··· PROVIDED INFORMATION ···

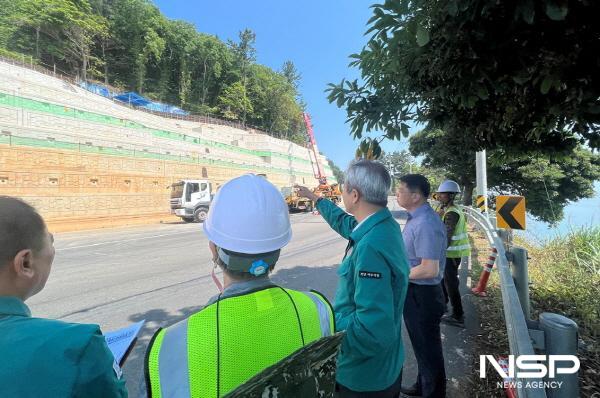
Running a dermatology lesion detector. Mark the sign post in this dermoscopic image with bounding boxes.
[496,195,526,229]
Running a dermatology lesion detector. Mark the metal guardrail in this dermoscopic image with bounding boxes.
[461,206,546,398]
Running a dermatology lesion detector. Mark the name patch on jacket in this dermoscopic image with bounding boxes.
[358,271,381,279]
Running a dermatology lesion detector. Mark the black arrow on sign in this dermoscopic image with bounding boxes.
[498,198,523,229]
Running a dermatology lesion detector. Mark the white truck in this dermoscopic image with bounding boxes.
[171,180,214,222]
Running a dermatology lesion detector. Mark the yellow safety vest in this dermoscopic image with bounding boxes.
[146,286,335,398]
[442,205,471,258]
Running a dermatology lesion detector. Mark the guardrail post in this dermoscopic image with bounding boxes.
[509,246,531,320]
[539,312,579,398]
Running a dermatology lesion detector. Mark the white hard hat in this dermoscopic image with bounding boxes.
[203,174,292,254]
[436,180,460,193]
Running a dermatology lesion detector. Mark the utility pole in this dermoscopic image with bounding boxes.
[475,149,488,214]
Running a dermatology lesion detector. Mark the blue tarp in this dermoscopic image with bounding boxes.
[113,91,152,106]
[79,82,113,98]
[79,82,190,115]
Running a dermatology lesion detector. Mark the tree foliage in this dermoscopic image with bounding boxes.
[379,150,444,191]
[329,0,600,152]
[0,0,305,143]
[327,159,346,184]
[410,130,600,223]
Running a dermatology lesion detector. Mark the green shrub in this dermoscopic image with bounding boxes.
[520,226,600,337]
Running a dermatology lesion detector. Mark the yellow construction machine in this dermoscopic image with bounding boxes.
[282,113,342,211]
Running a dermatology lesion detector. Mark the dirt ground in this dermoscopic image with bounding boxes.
[47,213,181,232]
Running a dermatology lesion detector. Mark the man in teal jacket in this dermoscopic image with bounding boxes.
[0,196,127,398]
[297,160,409,398]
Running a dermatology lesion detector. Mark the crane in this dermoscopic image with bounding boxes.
[303,112,327,185]
[303,112,342,203]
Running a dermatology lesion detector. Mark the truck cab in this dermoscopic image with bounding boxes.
[170,180,213,222]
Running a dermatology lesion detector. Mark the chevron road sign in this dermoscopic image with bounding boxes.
[496,195,525,229]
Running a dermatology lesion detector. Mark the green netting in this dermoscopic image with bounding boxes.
[0,92,310,164]
[0,135,312,176]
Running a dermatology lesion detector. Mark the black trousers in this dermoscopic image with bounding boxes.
[335,369,402,398]
[442,258,464,318]
[404,283,446,398]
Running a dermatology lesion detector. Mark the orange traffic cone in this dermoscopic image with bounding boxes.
[471,247,498,297]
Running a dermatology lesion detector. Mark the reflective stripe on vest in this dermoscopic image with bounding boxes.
[146,286,334,398]
[444,206,471,258]
[158,319,191,398]
[303,292,331,337]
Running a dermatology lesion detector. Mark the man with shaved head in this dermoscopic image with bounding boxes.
[0,196,127,398]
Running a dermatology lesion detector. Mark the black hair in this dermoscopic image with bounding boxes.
[0,196,47,266]
[400,174,431,198]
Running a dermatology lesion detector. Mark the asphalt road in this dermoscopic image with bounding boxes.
[27,202,474,397]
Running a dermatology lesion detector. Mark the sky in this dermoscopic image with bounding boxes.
[154,0,406,169]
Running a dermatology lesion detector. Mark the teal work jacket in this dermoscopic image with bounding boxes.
[0,296,127,398]
[317,199,409,392]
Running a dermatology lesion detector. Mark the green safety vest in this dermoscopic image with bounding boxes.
[442,205,471,258]
[146,286,335,398]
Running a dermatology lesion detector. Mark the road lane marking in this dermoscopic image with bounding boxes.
[56,230,197,252]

···

## GOAL:
Recast the items above as a two-column CSV with the headers "text" and "answer". Give one row for each text and its answer, put every value in a single quoted field with line breaks turned into spaces, and leave the pictures out.

## FULL ANSWER:
text,answer
"Running a dermatology lesion detector. Mark the sign post in this dermoscopic image with bounding boxes.","[496,195,526,229]"
"Running a dermatology lesion detector. Mark the metal guardrail in this dermoscopic image with bounding boxes.","[461,206,546,398]"
"Running a dermatology lesion detector. Mark the name patch on jacket in this dermoscopic image with bounding boxes.","[358,271,381,279]"
"Running a dermatology lesion detector. Mark the black arrow on sign in this dermoscopic image with bounding boxes.","[498,198,523,229]"
"Running a dermatology lesion detector. Mark the white truck in this dermoscopic image with bounding boxes.","[171,180,214,222]"
"Running a dermatology lesion detector. Mark the yellow safety vest in this dermoscopic image with bounding boxes.","[146,286,335,398] [442,205,471,258]"
"Running a dermatology lesion detector. Mark the guardrail post in this dermoscopic image with bounding boxes.","[509,246,531,320] [539,312,579,398]"
"Running a dermatology lesion detector. Mark the white hard hat in this dermoscopic image with bounding boxes.","[203,174,292,254] [436,180,460,193]"
"Running a dermatology lesion detector. Mark the utility pole in this dermoscopic image with bounding boxes.","[475,149,488,214]"
"Running a dermatology lesion detector. Mark the blue tarp in this dermoscopic image with bounding boxes.","[113,91,152,106] [79,82,113,98] [79,82,190,115]"
"Running a dermatology lesion detector. Mark the tree foliage in this dermoscopic image with bounding boxes.","[379,150,444,191] [329,0,600,152] [0,0,305,143] [327,159,346,184] [410,130,600,223]"
"Running a dermatology lesion detector. Mark the green shrub in this dermoscopic image with bounding boxes.","[520,226,600,337]"
"Running a dermatology lesion detector. Mark the yellow construction machine in this dermoscopic image with bounding boxes.","[282,113,342,211]"
"Running a dermatology lesion detector. Mark the dirt ground in this dermoscopic image with bounding boxes.","[47,213,181,232]"
"Running a dermatology lesion detector. Mark the man in teal jacket in this dermoscopic image with bounding boxes.","[0,196,127,398] [297,160,409,398]"
"Running a dermatology lesion detector. Mark the crane in this dermoscopic image with bounding boxes.","[303,112,327,185] [303,112,342,203]"
"Running a dermatology lesion detector. Mark the truck cab in this dermoscopic image with bounding boxes.","[170,180,213,222]"
"Running a dermatology lesion detector. Mark the chevron road sign in this dermoscopic image with bounding boxes.","[496,195,525,229]"
"Running a dermatology lesion detector. Mark the green netting in this dermoscopic image with bounding boxes.","[0,92,310,164] [0,135,312,176]"
"Running a dermatology lesion detector. Mark the black trousers in this dermoscopic image with bounding boxes.","[335,369,402,398] [442,258,464,318] [404,283,446,398]"
"Running a dermatology lesion detector. Mark the orange traffic cone in this dermoscopic image with bounding boxes.","[471,247,498,297]"
"Running a dermatology lesion detector. Mark the reflective stripe on vest in this dermoscopic image with bounding boxes.","[146,286,334,398] [444,206,471,258] [158,319,191,398] [303,292,331,337]"
"Running a dermatology lesion detector. Mark the man with shaved head in this dermoscopic image with bounding boxes.","[0,196,127,398]"
"Running a dermatology lesion detector. Mark the black hair in this dermoscopic image with bounding boxes.","[0,196,47,266] [400,174,431,198]"
"Running a dermatology lesion detector. Mark the asphalt road in this dermoscopic image with bounding boxes.","[27,202,474,397]"
"Running a dermatology lesion detector. Mark the sky in this dermoscopic image with bounding boxes.","[154,0,406,169]"
"Running a dermatology lesion detector. Mark the teal work jacket in this dermoscopic image with bounding boxes.","[0,296,127,398] [317,199,409,392]"
"Running a dermatology lesion detector. Mark the green safety vest in this dermoscopic image with bounding boxes.","[442,205,471,258] [146,286,335,398]"
"Running a dermatology lesion detector. Mark the road lane marking in this dermoscopic image with bounding boxes.","[56,230,197,252]"